[Exercise objective]
Lines from the line with "Query: blue sleeve" to the line with "Query: child's hand" in the entries below, and only those, must be output exactly, with both ends included.

::: Exercise materials

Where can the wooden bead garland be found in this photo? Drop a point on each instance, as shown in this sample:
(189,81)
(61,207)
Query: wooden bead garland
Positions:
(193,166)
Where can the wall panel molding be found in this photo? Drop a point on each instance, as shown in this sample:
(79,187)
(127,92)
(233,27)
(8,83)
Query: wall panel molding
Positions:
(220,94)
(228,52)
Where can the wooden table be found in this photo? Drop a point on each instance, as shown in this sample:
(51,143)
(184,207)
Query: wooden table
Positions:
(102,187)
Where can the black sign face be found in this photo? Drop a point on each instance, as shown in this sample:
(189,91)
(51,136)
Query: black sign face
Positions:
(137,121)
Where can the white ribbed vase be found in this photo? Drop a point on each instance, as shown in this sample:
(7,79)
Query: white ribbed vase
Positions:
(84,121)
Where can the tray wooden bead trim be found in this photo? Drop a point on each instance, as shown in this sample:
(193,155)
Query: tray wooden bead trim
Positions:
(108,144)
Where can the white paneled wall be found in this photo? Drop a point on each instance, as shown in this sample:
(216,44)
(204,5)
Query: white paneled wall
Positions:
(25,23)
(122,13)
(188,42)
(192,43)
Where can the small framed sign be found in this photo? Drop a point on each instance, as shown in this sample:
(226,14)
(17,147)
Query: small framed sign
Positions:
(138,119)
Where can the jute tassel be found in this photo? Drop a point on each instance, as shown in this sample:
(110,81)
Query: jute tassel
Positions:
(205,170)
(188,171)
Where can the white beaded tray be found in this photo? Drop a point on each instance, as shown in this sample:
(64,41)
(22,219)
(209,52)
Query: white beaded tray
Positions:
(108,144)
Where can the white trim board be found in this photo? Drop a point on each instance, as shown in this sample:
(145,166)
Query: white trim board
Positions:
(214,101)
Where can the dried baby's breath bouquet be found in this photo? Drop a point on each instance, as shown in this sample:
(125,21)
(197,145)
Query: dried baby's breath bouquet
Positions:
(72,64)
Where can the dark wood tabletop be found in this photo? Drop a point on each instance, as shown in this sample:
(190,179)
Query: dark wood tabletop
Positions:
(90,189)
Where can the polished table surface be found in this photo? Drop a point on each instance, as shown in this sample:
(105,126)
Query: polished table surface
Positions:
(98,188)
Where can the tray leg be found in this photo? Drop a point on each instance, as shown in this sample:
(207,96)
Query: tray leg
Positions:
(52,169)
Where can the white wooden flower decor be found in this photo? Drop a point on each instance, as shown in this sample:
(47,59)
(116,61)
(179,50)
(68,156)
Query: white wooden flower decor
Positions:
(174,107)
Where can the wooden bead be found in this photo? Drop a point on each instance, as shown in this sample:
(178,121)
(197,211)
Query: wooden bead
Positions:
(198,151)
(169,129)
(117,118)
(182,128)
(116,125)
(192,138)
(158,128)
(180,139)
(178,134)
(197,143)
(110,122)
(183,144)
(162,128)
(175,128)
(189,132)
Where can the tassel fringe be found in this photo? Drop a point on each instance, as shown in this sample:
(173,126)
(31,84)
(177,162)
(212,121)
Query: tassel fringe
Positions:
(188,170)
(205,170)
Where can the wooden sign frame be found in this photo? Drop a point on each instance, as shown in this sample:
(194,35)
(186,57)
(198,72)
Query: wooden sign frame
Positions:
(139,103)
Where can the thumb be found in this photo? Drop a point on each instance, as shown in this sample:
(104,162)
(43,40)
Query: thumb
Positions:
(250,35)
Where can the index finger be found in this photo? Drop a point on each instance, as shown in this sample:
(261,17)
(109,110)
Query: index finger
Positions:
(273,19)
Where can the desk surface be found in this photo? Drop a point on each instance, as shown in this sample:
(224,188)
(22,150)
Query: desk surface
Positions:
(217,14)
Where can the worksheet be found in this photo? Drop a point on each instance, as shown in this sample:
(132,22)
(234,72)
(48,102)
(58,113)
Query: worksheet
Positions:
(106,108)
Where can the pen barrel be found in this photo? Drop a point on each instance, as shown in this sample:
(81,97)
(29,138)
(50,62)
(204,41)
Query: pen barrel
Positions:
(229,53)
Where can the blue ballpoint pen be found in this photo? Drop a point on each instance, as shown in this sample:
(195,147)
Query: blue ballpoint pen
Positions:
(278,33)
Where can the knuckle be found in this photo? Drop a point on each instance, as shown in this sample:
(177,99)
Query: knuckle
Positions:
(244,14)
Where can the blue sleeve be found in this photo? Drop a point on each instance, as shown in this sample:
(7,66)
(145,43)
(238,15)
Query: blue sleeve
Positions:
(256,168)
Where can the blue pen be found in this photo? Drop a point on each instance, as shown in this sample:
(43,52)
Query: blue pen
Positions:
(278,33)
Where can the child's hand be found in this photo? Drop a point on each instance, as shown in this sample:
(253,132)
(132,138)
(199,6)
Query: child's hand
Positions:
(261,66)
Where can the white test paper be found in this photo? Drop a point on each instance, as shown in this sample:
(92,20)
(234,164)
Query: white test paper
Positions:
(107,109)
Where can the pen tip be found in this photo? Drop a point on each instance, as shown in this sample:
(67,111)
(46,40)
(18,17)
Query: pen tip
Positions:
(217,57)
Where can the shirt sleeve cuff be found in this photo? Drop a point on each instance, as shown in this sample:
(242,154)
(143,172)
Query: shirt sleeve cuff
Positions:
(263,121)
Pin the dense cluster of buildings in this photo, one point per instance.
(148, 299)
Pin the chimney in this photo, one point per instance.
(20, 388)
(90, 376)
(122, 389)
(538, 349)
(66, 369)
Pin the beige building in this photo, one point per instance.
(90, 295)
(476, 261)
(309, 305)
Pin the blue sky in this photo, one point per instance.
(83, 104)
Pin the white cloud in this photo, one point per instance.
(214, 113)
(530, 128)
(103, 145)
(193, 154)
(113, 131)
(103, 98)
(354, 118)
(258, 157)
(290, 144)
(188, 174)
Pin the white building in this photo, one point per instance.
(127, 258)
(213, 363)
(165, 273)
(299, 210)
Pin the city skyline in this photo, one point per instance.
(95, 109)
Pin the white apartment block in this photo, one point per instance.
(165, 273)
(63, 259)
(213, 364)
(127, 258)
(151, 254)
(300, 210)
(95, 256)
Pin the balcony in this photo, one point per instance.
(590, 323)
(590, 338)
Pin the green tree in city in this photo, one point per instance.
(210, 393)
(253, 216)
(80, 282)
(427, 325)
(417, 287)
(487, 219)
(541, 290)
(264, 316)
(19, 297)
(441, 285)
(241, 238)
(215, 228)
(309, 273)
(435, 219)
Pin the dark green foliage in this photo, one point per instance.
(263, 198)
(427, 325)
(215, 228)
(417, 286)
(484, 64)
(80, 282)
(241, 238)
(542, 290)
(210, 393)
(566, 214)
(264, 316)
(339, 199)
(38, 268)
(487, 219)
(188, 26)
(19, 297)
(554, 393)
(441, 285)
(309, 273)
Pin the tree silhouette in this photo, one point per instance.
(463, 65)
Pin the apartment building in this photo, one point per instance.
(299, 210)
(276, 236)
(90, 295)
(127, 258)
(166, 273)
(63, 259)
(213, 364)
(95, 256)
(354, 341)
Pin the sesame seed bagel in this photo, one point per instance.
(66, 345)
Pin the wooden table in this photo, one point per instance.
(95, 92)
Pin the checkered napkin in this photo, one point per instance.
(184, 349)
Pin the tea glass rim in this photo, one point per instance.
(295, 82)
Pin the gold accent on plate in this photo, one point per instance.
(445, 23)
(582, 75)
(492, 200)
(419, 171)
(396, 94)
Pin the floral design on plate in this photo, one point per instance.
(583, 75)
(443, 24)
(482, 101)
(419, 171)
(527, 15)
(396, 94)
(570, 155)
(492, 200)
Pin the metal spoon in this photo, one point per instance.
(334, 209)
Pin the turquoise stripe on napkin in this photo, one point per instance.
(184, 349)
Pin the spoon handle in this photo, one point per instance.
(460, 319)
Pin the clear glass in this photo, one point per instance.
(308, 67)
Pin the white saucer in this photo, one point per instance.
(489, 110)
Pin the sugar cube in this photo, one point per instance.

::::::

[Your solution]
Query: blue sleeve
Positions:
(256,168)
Where can the blue pen be found in this photo? Drop a point on each instance, as shown in this sample:
(43,52)
Query: blue pen
Positions:
(278,33)
Where can the child's hand be found in this photo? Drop a point on each instance, as shown in this sample:
(253,132)
(132,138)
(199,6)
Query: child's hand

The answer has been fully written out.